▶ [Objective]
Starting at the first line and stopping after the line that contains "[1027,234,1046,261]", reproduce those lines with their requests. Multiply every bounding-box coordinate in the answers by 1.65 and round each result to a whole number, rounding halves up, and leave the pictures out.

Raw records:
□ □ □ □

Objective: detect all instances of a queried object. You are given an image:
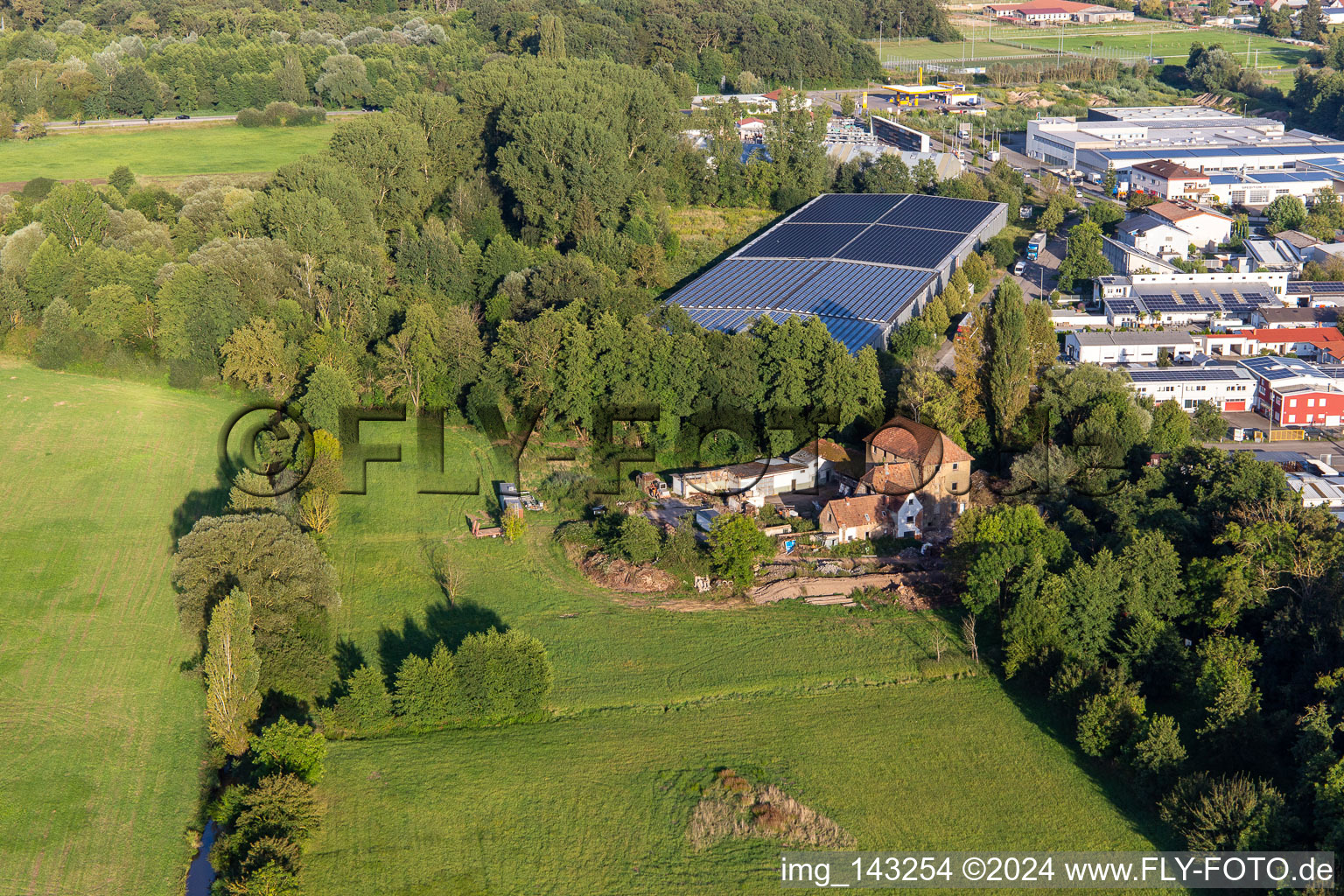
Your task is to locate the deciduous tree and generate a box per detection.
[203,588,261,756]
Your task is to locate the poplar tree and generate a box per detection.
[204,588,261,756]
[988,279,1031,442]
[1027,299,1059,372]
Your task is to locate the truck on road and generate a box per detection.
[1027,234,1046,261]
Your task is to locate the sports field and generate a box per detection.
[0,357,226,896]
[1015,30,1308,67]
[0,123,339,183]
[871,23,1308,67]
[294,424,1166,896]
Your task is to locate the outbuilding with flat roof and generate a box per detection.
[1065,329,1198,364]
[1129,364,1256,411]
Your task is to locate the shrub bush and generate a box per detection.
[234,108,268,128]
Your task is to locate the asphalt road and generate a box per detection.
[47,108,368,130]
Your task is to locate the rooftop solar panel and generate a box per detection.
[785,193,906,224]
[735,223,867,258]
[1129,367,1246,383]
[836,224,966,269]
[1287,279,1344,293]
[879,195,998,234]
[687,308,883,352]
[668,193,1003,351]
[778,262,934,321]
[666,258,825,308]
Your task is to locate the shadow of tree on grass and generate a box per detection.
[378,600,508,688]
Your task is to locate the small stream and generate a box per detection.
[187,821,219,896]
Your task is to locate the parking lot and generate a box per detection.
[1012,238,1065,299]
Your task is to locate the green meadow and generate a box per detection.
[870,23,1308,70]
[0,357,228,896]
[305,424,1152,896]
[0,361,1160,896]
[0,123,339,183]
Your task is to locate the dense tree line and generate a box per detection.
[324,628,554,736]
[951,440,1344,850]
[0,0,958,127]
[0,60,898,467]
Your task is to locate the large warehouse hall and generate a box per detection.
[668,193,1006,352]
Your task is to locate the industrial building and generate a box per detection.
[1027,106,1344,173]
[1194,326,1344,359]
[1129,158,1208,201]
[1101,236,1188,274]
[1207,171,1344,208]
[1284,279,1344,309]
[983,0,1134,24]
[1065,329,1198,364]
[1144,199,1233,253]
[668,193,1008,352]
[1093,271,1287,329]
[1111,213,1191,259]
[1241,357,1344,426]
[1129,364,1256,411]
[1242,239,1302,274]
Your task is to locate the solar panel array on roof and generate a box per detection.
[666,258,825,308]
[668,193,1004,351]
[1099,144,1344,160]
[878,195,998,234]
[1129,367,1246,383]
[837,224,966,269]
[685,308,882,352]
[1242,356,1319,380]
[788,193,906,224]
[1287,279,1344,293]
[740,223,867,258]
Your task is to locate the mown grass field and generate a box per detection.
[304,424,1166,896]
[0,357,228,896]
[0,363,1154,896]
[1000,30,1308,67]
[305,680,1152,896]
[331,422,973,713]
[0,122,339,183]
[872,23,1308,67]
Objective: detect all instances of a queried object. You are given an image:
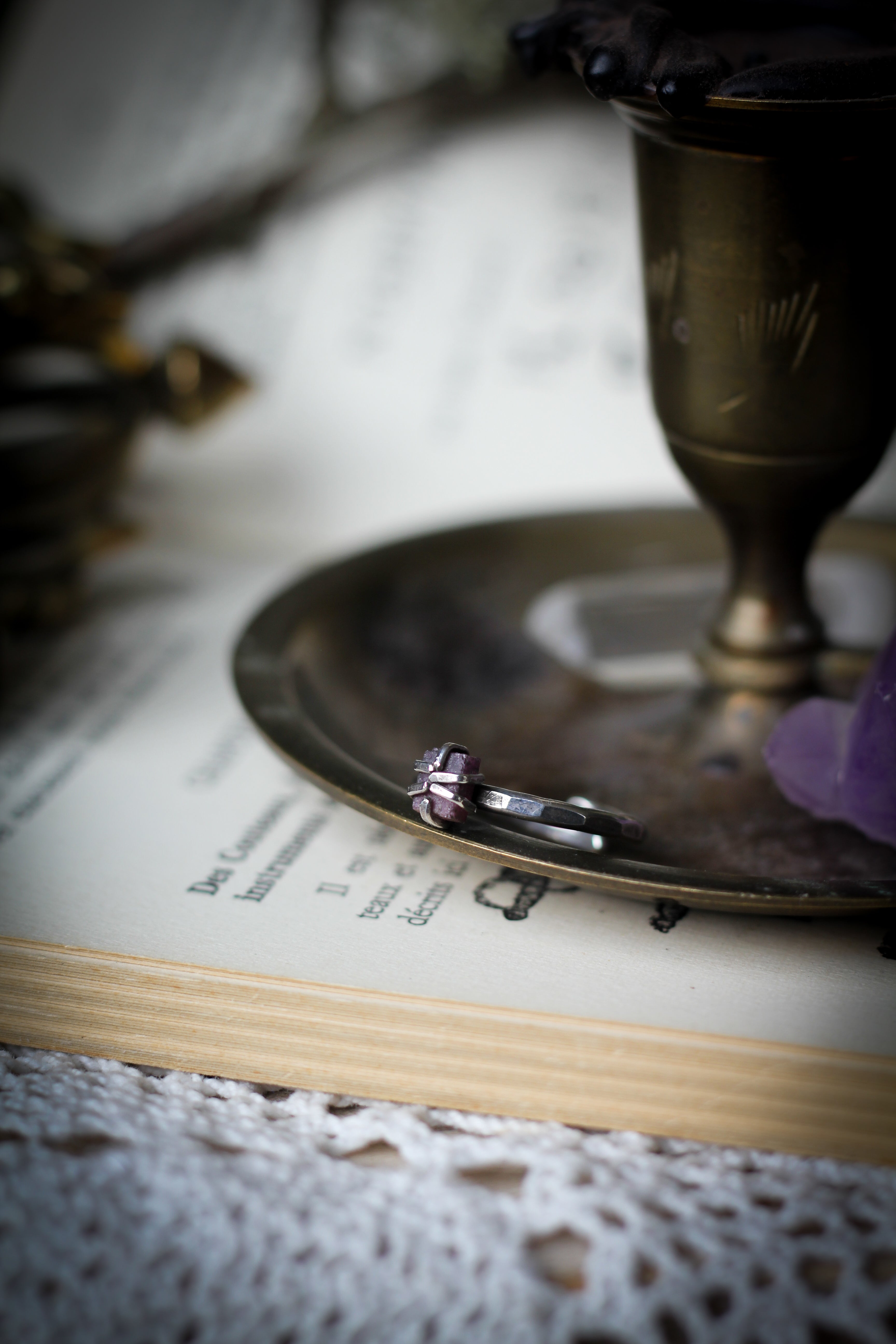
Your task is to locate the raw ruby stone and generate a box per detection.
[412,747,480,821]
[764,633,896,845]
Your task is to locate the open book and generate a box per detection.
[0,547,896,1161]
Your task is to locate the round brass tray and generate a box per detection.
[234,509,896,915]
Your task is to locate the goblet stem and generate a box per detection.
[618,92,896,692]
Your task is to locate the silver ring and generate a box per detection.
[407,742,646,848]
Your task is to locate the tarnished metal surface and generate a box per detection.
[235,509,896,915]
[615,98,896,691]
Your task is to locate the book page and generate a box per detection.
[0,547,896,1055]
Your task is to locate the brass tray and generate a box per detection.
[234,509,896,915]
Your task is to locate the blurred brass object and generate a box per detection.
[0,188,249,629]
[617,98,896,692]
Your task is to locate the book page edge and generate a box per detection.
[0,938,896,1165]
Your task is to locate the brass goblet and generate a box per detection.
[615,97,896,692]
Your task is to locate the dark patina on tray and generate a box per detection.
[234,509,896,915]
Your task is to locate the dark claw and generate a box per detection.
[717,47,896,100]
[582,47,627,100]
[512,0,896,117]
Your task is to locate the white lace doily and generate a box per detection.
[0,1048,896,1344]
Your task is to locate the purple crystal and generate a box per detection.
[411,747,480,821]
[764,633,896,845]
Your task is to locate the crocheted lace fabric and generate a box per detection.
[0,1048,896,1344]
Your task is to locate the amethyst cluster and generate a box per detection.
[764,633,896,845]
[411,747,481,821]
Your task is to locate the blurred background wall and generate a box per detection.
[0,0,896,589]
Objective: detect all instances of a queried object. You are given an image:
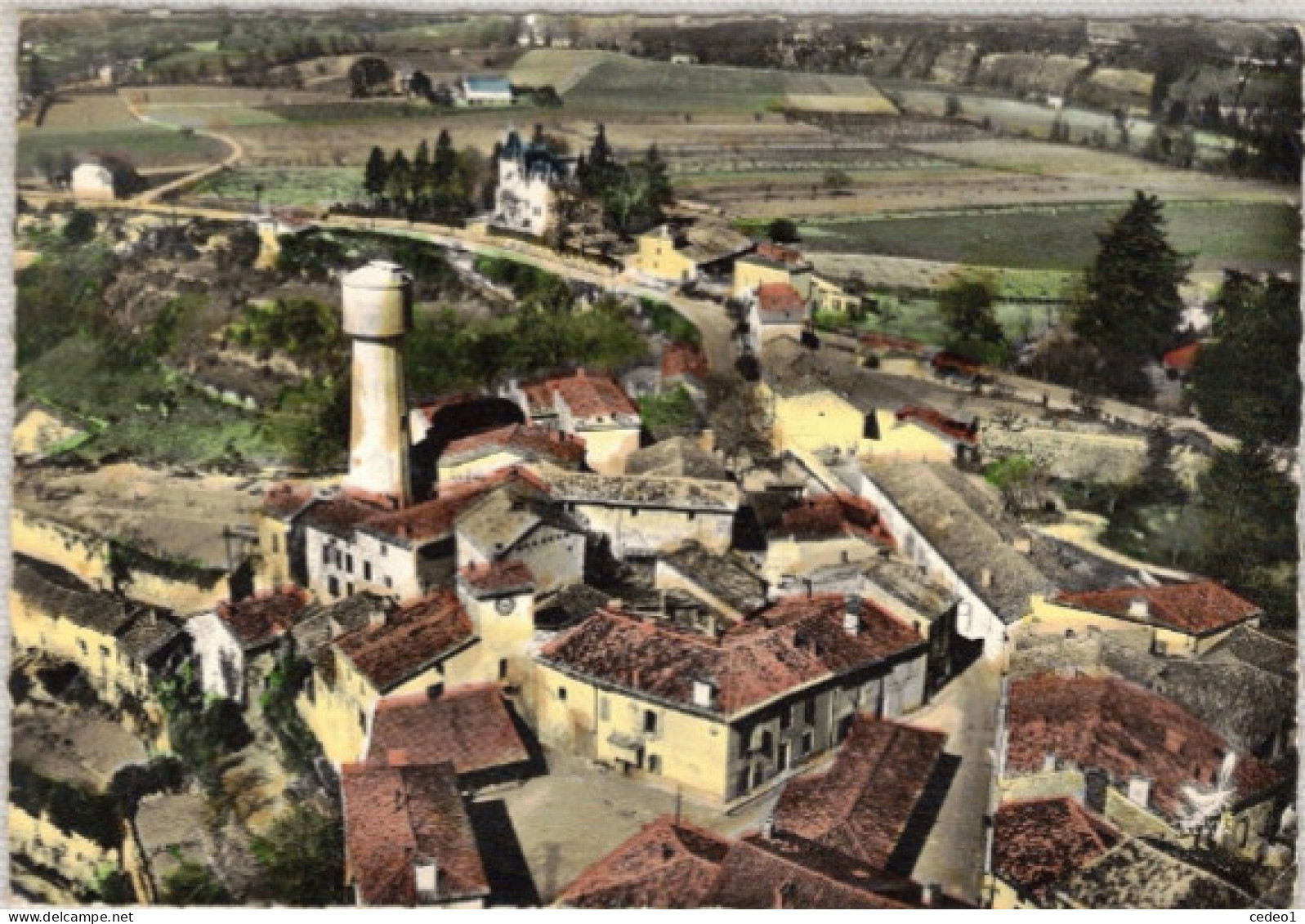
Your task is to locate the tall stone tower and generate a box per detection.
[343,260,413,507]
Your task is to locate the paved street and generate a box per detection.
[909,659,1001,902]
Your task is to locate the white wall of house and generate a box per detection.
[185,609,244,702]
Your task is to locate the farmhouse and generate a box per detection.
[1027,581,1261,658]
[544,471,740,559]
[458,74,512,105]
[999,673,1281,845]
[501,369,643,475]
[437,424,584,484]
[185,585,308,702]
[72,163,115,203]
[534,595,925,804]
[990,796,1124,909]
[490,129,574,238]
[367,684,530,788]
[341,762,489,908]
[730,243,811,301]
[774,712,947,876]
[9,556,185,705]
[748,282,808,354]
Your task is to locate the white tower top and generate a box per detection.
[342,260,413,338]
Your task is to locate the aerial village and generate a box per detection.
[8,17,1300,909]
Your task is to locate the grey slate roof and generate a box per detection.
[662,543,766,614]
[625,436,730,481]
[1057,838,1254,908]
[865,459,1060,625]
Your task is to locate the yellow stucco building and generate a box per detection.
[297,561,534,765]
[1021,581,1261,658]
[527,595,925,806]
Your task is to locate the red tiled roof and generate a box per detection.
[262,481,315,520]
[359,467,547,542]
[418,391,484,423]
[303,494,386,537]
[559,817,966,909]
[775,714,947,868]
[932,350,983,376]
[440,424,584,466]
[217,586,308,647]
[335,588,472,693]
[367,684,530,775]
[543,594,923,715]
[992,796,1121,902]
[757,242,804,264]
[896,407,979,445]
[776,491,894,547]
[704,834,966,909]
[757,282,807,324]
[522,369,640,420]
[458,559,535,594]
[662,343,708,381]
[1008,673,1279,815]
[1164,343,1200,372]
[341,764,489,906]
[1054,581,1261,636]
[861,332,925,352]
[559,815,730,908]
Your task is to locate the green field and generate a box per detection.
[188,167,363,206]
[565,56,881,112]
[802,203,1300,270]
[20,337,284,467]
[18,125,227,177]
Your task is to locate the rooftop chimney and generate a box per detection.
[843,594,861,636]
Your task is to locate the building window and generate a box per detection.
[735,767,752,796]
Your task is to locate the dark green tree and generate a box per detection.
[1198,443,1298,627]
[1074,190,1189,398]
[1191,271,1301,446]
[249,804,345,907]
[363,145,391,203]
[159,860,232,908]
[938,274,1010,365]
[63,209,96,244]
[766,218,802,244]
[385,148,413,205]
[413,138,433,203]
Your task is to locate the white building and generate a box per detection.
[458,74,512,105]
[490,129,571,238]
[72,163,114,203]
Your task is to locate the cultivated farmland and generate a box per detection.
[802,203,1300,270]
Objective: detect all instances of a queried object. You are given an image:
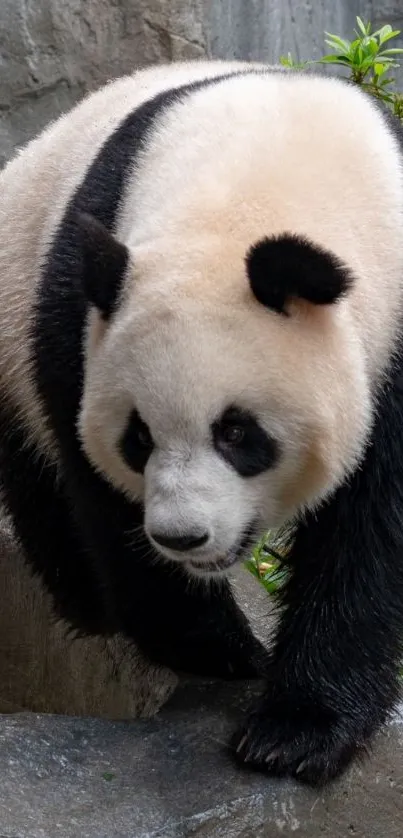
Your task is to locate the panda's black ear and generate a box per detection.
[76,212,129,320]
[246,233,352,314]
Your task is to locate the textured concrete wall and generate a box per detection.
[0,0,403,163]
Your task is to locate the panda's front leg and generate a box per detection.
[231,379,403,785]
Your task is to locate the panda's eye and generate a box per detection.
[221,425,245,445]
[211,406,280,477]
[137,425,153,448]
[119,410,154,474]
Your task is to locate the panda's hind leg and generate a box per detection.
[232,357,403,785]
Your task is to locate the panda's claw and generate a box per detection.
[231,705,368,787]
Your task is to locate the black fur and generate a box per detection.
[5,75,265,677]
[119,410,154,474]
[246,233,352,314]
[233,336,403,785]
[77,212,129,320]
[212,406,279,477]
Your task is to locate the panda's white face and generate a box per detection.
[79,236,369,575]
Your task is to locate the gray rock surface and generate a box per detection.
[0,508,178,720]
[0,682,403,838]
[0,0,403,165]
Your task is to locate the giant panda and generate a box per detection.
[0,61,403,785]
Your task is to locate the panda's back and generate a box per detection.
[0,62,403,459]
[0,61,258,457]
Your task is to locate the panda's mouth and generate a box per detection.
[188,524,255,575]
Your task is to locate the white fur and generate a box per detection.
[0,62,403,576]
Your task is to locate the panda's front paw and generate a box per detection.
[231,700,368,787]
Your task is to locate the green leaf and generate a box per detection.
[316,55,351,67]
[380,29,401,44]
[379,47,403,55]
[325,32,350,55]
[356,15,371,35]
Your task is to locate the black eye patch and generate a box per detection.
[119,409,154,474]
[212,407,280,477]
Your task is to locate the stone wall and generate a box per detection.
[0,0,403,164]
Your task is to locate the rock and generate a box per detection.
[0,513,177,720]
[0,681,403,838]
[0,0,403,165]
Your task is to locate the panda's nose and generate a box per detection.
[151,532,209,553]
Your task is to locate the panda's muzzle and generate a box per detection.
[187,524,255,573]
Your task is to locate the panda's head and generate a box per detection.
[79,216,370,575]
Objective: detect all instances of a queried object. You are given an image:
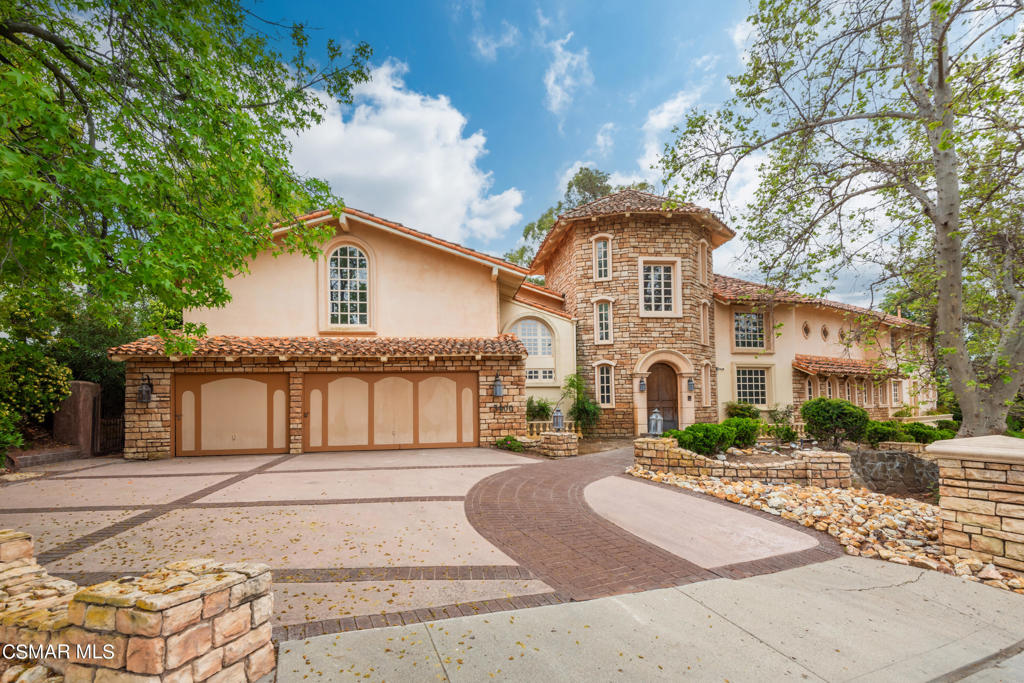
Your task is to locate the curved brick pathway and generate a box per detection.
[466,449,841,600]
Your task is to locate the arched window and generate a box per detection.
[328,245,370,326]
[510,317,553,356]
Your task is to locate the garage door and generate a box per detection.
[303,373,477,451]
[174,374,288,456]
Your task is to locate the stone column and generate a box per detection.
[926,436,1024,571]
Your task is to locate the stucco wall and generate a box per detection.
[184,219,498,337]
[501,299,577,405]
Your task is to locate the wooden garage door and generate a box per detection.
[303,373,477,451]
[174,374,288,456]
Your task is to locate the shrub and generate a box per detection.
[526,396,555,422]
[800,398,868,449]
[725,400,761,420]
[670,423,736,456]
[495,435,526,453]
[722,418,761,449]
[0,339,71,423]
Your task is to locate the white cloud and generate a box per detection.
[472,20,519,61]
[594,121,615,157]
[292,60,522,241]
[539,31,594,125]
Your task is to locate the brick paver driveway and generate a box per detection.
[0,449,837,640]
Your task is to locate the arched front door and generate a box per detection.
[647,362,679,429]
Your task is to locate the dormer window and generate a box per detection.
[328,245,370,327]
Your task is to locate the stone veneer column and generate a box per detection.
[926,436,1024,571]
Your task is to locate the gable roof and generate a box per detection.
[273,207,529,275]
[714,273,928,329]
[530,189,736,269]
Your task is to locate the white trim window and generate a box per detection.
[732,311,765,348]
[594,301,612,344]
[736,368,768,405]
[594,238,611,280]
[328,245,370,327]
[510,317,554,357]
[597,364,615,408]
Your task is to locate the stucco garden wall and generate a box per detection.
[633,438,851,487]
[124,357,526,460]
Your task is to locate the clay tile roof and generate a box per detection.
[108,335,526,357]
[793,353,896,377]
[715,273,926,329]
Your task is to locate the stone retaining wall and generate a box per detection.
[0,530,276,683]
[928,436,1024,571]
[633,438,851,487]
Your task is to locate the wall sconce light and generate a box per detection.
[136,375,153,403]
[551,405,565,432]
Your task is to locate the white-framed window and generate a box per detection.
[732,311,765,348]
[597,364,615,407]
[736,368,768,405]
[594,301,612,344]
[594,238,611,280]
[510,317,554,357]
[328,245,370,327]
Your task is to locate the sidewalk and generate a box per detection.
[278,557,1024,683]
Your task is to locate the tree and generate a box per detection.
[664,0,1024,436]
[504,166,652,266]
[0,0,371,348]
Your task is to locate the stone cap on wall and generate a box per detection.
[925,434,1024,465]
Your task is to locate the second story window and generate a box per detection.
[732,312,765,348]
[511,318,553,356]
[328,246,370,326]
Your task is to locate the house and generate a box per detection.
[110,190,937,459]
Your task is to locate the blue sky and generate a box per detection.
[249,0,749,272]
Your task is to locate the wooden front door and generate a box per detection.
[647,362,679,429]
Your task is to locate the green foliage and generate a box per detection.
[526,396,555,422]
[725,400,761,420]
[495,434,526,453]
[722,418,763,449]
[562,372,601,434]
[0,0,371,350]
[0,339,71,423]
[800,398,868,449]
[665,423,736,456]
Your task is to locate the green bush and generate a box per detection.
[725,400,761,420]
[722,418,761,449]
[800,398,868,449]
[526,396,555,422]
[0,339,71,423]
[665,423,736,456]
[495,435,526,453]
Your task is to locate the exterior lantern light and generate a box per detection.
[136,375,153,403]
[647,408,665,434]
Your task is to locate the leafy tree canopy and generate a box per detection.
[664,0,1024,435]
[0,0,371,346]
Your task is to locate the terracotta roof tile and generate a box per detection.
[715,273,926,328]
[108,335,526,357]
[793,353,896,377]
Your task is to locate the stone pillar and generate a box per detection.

□ □ □ □

▶ [Solution]
Objective: detect all instances of a queried object. You are given an image:
Your task is to locate the deciduous tree and generate a box per detection.
[335,970,431,1247]
Your task is to locate the poplar tree and generate a box per detection.
[337,970,431,1247]
[1630,460,1701,729]
[1695,493,1747,614]
Your task is to locate the truck on road and generate a box per detection.
[1695,386,1726,431]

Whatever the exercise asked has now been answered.